◆ Given task 1:
Answer these questions about the Zulip thread on simp, one answer per line:
(a) Which lemma does Jakub Nowak say simp cannot apply when the goal is t = s ∪ t?
(b) According to Violeta Hernández, on which side should complex expressions go for simp to work best?
(c) When h is written as h : A ∩ B = C, what does Bbbbbbbbba say must be used?

======== Document

Zulip Chat Archive

Stream: new members

Topic: Interesting behavior of `simp`

Bbbbbbbbba (Jan 17 2026 at 08:49):

import Mathlib

open symmDiff

example {A B C : Set ℕ} (h : C = A ∩ B) : C ∆ (A \ C) = A := by
  -- simp [h] -- Results in (A ∩ B) ∆ (A \ B) = A
  simp; simp [h]

example {A B C : Set ℕ} (h : C = A ∩ B) : A = C ∆ (A \ C) := by
  -- simp [h] -- Results in A = (A ∩ B) ∆ (A \ B)
  simp; simp [h] -- Results in A = A ∩ B ∪ A
  ext; simp; exact fun h1 h2 ↦ h1

Jakub Nowak (Jan 17 2026 at 08:58):

Hm, looks like simp cannot apply Set.union_eq_right if the goal is t = s ∪ t.
We could add Set.right_eq_union : t = s ∪ t ↔ s ⊆ t to mathlib, but maybe we could fix simp to treat = as symmetrical and work the same regardless of order? Tbh, I though that simp already does that.

Violeta Hernández (Jan 25 2026 at 11:37):

simp works best if you keep to idiomatic Lean, in particular meaning that complex expressions go on the LHS.

Bbbbbbbbba (Jan 25 2026 at 11:53):

Hmm, I never noticed that before. Although I just noticed that if I write h as h : A ∩ B = C then I have to use simp [← h].

Bbbbbbbbba (Jan 25 2026 at 11:54):

I also found it interesting that a single simp [h] does not work.

Last updated: Feb 28 2026 at 14:05 UTC

================
======== Given data

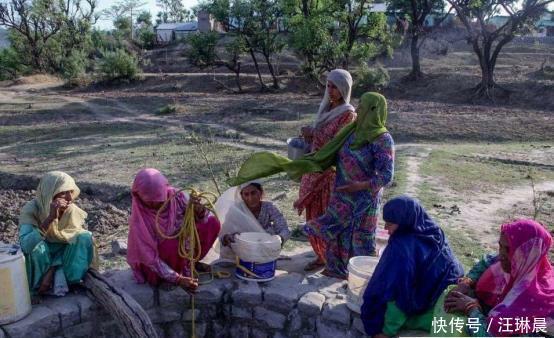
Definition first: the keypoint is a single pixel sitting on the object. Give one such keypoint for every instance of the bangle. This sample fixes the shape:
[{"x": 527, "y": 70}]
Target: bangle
[
  {"x": 466, "y": 281},
  {"x": 471, "y": 306}
]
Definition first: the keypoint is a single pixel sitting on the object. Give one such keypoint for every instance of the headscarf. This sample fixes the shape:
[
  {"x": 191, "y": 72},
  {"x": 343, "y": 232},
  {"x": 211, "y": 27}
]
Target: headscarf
[
  {"x": 235, "y": 216},
  {"x": 343, "y": 81},
  {"x": 415, "y": 268},
  {"x": 529, "y": 291},
  {"x": 370, "y": 124},
  {"x": 150, "y": 185},
  {"x": 37, "y": 210}
]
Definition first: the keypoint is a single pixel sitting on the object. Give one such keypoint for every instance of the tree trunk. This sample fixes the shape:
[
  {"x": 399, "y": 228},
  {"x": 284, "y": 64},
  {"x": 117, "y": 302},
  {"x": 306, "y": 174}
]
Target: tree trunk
[
  {"x": 237, "y": 77},
  {"x": 263, "y": 86},
  {"x": 416, "y": 73},
  {"x": 272, "y": 72},
  {"x": 130, "y": 317}
]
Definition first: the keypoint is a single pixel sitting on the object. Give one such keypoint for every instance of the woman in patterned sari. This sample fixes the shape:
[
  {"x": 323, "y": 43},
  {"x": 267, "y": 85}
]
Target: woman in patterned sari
[
  {"x": 364, "y": 166},
  {"x": 335, "y": 111}
]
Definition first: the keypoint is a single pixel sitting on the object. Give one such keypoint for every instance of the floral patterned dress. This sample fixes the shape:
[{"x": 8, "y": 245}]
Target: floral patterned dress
[
  {"x": 348, "y": 225},
  {"x": 315, "y": 188}
]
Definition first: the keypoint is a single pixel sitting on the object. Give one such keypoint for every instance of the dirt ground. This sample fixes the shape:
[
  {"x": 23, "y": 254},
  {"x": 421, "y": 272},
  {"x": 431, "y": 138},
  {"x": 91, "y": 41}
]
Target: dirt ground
[{"x": 467, "y": 161}]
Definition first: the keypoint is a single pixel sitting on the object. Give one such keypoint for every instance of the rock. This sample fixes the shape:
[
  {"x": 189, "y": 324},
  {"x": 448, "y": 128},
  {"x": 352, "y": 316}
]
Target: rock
[
  {"x": 41, "y": 322},
  {"x": 142, "y": 293},
  {"x": 311, "y": 303},
  {"x": 159, "y": 315},
  {"x": 358, "y": 324},
  {"x": 119, "y": 247},
  {"x": 259, "y": 333},
  {"x": 212, "y": 292},
  {"x": 240, "y": 312},
  {"x": 247, "y": 293},
  {"x": 328, "y": 330},
  {"x": 239, "y": 331},
  {"x": 67, "y": 309},
  {"x": 187, "y": 316},
  {"x": 272, "y": 319},
  {"x": 83, "y": 330},
  {"x": 335, "y": 310},
  {"x": 176, "y": 330},
  {"x": 274, "y": 297},
  {"x": 295, "y": 323},
  {"x": 176, "y": 298}
]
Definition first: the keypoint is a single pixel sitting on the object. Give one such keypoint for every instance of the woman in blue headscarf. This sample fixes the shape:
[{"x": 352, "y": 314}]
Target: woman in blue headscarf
[{"x": 415, "y": 268}]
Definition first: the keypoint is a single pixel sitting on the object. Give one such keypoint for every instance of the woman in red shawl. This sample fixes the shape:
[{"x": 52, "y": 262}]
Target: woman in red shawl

================

◆ Given task 2:
List every line in the entries that contains the word "dress", treating uppercase and lowercase as different.

◆ Correct response 1:
(a) Set.union_eq_right
(b) The LHS
(c) simp [← h]

◆ Correct response 2:
Definition first: the keypoint is a single pixel sitting on the object. Give one such keypoint for every instance of the floral patterned dress. This sample fixes the shape:
Target: floral patterned dress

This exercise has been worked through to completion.